TASKS TO CARRY OUT:
- A) Using the article on insurance brokers, answer these:
(i) How much were the three payment protection insurance providers fined in total?
(ii) How many financial advisors did the Which? September 2006 mystery shopping findings cover?
(iii) Who is named as the group chief executive of Aviva?
- B) Reproduce everything in the article on insurance brokers from "Which? believes the" down to "approach and work.".

*** EXCERPT TO READ ***

Technological advances, a rise in online insurance packages and a consumer society confident enough to by-pass the middle man have left the ordinary broker in a precarious position. Simon Burgess reports

In December last year, consumer group Which? lambasted the FSA for failing to protect consumers properly. Its criticisms were timed to coincide with the FSA's fifth anniversary and yet again voiced concerns over the standards of financial advice being offered to customers.

Which? believes the FSA has not been robust enough in tackling detriment or challenging the industry. It wants the regulator to be more consumer focused in its decision making, a more effective enforcer, more accountable for its actions and more transparent in its approach and work.

Certainly the three payment protection insurance (PPI) providers who were recently 'named and shamed' and collectively fined over £740,000 for failing to treat customers fairly and breaches regarding cold calling will disagree that the FSA is 'ineffective'.

However, there does appear to be a 'malaise' among consumer groups and the public when it comes to financial services. Times are changing and those needing insurance no longer head straight for an intermediary.

The broker v direct argument has always been that the level of personal service and advice is better from an intermediary than a direct writer, but given the increasing criticisms from consumer groups and the FSA's recent finings, are brokers really best?

There's general mistrust and suspicion of those working in this sector, and this was not helped when Which? published its September 2006 mystery shopping findings and reported that out of 57 financial advisors, less than a third reached their expected benchmark for good advice.

Retirement savings
While those in the general insurance market will counter that the financial advice in question concerned saving for retirement and income protection so has 'nothing to do with them', I advise that is has everything to do with you. Those giving advice within a financial services context are being tarred with the same brush making the mystery shopping subject matter irrelevant.

Consumers are constantly told to shop around, and the media and internet have all contributed to greater education and awareness. Only last year the ABI called for measures to help people understand more about the products on sale and choices available to them. Although this was within the context of PPI sales, no one can deny this message applies to all areas of insurance.

It's not just direct writers who are exponents of the non-advised route. Leading insurers will be the first to admit that they positively encourage consumers to shop around in areas that have traditionally been a broker's stronghold. Look at the number of insurers who in recent years have unveiled 'packages' to encourage those who require commercial cover to 'deal direct'. Insurers will advocate that all distribution channels have a place in our market, and they're right. But it doesn't take away the fact that they too are cutting out that 'middleman' and reducing the cash going into the brokers coffers.

Premiums are cheaper direct and if this means general insurance is more accessible and affordable to a wider audience then shouldn't this be applauded?

I concede that in more complex and niche areas of insurance, brokers are crucial, but in other sectors, the internet is the way forward.

In September last year, the group chief executive of Aviva, Richard Harvey, discussed how he felt the shape of business was changing. He believes advancing technology means that fewer people and property are needed and outlines how well-informed customers feel confident about self-service shopping and increasingly go online. My sentiments exactly.

The principle of advice and service being far more important than price has been debated many times.

However, when an internet provider is including 24/7 claims phone lines, legal, tax and risk advice helplines, legal protection websites and employment manuals within its standard commercial cover, as well as substantial discounts – there's no argument, the writing's on the wall for the broker.

And this doesn't just apply to the commercial sector. It's widely recognised that consumers benefit from saving money by buying a range of non-advisory products via the internet at considerable discounts, with access to a wealth of 'advisers' should they need to do so.

*** GIVEN DATA ***

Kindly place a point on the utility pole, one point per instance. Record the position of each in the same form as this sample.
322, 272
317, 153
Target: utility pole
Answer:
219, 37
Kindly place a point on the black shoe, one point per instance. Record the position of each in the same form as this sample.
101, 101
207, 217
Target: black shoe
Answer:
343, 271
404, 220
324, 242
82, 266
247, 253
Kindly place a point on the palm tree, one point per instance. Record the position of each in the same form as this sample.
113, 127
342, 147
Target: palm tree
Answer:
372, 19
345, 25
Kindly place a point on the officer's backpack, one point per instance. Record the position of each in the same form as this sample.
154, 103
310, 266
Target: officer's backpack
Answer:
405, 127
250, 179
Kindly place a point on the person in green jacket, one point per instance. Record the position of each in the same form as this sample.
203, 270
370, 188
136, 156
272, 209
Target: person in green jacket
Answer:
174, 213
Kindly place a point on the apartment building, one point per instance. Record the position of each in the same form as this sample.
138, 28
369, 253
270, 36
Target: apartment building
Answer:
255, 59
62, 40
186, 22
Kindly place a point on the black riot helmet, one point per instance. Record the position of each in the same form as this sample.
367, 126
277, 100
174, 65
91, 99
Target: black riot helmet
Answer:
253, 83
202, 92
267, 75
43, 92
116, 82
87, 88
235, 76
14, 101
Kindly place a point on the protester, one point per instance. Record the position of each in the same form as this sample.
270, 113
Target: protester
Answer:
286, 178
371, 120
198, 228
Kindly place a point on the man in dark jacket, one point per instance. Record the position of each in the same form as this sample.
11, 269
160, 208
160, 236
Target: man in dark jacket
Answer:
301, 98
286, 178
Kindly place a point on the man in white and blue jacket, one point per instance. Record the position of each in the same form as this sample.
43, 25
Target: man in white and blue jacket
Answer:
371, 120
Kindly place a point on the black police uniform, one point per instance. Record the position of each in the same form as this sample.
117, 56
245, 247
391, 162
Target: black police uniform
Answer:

***

EXPECTED OUTPUTS:
- A)
(i) Over £740,000
(ii) 57
(iii) Richard Harvey

- B)
Which? believes the FSA has not been robust enough in tackling detriment or challenging the industry. It wants the regulator to be more consumer focused in its decision making, a more effective enforcer, more accountable for its actions and more transparent in its approach and work.